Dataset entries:
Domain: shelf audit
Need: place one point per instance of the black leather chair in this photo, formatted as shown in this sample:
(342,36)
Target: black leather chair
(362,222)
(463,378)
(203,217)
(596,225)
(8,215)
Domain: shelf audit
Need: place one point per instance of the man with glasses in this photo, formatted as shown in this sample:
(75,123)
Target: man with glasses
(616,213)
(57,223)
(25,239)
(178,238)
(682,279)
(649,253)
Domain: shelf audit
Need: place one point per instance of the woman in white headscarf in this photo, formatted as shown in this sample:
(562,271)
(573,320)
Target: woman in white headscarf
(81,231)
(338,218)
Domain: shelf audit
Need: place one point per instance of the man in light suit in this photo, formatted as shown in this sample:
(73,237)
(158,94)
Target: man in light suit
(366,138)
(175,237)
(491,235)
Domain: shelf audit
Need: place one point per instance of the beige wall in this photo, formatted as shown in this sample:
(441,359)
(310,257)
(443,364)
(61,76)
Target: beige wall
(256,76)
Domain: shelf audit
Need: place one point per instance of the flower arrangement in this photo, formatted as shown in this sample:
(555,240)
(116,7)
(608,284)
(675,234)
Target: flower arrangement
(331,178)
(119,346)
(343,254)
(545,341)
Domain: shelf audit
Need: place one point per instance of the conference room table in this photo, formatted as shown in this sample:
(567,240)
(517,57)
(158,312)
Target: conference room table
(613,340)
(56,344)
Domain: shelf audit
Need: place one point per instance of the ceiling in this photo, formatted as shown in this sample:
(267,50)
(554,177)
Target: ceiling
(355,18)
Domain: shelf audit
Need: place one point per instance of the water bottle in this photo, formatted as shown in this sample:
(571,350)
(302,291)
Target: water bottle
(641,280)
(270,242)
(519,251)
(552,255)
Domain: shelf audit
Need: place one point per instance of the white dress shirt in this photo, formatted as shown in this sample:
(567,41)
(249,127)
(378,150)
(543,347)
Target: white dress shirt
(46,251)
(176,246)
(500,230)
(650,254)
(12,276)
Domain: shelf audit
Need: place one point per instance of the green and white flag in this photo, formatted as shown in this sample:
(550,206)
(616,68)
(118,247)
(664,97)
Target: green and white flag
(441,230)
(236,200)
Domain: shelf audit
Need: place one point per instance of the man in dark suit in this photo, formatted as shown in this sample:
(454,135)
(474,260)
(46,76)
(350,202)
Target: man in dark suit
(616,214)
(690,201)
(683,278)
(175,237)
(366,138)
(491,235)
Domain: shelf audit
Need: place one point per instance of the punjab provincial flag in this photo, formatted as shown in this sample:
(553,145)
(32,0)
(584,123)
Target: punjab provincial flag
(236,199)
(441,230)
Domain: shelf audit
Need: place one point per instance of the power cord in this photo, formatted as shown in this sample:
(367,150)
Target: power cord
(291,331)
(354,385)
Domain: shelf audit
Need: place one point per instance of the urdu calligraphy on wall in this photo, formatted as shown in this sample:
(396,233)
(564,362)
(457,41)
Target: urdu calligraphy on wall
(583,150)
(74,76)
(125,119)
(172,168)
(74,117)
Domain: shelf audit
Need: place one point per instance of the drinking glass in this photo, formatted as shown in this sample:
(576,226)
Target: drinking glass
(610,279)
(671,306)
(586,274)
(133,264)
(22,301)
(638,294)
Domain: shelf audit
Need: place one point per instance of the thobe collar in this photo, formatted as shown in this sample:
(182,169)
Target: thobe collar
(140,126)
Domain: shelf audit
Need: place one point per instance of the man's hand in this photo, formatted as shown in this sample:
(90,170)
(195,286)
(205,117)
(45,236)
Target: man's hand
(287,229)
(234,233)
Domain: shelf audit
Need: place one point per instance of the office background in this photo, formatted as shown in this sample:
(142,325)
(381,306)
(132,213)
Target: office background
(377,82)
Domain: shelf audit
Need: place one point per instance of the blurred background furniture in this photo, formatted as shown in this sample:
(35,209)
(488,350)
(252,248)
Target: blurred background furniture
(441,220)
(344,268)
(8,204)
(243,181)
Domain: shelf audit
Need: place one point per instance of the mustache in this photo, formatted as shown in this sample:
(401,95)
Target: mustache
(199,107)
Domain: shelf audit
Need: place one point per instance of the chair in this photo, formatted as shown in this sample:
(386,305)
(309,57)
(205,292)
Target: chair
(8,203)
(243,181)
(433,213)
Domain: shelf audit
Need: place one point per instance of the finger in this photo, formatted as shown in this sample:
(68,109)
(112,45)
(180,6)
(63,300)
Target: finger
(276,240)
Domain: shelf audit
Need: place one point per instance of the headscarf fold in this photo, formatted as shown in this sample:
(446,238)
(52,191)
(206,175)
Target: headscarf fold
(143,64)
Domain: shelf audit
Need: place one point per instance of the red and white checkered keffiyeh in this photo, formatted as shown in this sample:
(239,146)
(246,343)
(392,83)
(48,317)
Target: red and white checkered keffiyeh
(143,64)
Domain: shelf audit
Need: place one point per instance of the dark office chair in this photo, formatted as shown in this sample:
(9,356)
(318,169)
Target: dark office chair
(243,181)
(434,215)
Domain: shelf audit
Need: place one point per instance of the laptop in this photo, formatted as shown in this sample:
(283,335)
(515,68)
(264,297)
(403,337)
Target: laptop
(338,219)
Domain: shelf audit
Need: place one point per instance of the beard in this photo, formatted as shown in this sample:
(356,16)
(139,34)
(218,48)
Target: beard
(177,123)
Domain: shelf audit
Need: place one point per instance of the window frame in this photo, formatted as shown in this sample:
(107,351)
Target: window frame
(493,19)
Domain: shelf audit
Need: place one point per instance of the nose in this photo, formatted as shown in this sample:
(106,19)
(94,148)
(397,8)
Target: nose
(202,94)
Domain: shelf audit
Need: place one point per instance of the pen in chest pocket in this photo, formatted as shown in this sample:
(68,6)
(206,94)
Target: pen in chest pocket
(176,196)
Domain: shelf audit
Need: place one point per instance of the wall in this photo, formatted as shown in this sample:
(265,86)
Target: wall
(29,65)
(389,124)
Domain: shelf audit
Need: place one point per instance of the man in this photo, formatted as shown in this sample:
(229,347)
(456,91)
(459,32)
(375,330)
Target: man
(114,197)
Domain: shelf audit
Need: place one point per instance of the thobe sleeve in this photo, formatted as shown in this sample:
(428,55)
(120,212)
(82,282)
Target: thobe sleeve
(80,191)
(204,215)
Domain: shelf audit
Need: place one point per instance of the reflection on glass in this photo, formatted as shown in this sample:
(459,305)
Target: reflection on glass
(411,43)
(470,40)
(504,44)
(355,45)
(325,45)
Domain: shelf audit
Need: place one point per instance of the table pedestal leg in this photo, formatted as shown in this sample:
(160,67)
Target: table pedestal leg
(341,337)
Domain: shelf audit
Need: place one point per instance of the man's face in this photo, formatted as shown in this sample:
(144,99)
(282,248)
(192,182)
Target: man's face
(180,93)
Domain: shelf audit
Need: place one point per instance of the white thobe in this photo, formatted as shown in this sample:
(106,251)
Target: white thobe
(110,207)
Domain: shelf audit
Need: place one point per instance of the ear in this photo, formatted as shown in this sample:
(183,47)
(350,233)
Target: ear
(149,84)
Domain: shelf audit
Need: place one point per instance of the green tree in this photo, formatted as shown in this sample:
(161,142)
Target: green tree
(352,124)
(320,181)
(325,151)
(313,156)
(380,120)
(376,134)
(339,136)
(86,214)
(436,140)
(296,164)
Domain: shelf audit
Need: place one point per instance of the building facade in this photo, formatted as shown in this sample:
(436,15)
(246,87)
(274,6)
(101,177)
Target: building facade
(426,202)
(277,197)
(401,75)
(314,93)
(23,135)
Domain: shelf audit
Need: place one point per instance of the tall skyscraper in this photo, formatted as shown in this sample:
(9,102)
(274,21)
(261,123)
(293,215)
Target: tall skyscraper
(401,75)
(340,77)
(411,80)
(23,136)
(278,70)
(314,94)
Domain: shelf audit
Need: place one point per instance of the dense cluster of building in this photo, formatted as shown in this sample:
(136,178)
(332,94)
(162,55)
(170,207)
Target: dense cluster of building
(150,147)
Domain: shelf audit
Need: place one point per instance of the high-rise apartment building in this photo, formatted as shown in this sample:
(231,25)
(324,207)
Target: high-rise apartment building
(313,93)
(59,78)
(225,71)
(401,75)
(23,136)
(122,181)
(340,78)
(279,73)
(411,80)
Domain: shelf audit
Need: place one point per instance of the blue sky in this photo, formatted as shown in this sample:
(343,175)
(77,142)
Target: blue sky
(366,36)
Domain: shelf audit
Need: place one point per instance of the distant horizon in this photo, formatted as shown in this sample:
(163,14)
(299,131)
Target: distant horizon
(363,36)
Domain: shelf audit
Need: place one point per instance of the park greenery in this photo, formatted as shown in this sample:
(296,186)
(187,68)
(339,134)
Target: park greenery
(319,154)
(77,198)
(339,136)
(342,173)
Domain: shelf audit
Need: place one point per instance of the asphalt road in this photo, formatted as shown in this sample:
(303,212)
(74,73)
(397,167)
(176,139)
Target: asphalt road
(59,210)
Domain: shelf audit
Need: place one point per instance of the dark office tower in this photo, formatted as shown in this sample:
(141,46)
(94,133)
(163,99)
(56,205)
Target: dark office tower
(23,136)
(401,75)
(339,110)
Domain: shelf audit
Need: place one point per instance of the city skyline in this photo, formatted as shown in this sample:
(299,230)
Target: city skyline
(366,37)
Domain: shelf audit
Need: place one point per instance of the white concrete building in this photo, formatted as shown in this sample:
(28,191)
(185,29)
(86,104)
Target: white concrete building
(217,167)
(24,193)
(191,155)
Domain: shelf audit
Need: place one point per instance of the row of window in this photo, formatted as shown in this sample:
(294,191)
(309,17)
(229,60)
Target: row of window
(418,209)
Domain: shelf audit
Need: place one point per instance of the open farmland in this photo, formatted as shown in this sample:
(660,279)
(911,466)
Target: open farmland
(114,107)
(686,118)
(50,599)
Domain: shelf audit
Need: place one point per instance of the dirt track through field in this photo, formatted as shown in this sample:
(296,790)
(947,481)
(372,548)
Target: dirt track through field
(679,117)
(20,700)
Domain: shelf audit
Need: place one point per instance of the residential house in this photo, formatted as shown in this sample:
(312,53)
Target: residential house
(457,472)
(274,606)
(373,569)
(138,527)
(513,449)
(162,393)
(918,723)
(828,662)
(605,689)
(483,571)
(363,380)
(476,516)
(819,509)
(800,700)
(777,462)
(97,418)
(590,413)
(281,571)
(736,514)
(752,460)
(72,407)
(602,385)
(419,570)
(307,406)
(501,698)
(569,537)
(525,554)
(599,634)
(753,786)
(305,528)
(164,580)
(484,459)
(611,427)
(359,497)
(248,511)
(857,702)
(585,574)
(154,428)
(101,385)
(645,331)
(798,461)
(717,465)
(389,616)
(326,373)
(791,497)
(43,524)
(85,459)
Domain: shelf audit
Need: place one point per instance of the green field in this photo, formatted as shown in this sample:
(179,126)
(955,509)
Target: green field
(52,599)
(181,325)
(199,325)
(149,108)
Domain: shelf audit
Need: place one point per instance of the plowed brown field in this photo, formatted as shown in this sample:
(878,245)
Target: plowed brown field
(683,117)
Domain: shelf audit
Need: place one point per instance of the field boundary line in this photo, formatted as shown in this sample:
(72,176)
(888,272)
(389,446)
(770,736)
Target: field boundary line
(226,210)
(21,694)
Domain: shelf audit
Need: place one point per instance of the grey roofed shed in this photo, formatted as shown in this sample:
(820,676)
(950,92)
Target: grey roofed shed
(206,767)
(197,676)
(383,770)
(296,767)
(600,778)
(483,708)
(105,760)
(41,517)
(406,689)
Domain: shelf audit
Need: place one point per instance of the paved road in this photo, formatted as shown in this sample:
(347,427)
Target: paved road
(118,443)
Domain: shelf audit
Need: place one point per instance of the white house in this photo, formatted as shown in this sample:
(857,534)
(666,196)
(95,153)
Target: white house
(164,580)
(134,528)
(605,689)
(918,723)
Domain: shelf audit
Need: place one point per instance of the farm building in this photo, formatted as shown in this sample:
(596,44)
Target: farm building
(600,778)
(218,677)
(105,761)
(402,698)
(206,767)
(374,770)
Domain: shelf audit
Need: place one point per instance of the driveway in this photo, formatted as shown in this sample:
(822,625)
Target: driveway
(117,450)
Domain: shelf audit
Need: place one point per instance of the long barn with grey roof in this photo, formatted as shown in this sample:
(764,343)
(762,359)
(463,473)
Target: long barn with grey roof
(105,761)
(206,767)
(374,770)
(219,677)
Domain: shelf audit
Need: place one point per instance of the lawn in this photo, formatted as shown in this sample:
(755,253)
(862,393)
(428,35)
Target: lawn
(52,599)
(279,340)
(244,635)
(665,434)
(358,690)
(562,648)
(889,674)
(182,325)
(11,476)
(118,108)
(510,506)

**To be done**. Please pull out each line of the records that contains the string "farmland". Letter case counts.

**The result**.
Need: place one point per instance of the open farmland in this photo, formatted as shown in this sample:
Target: open farmland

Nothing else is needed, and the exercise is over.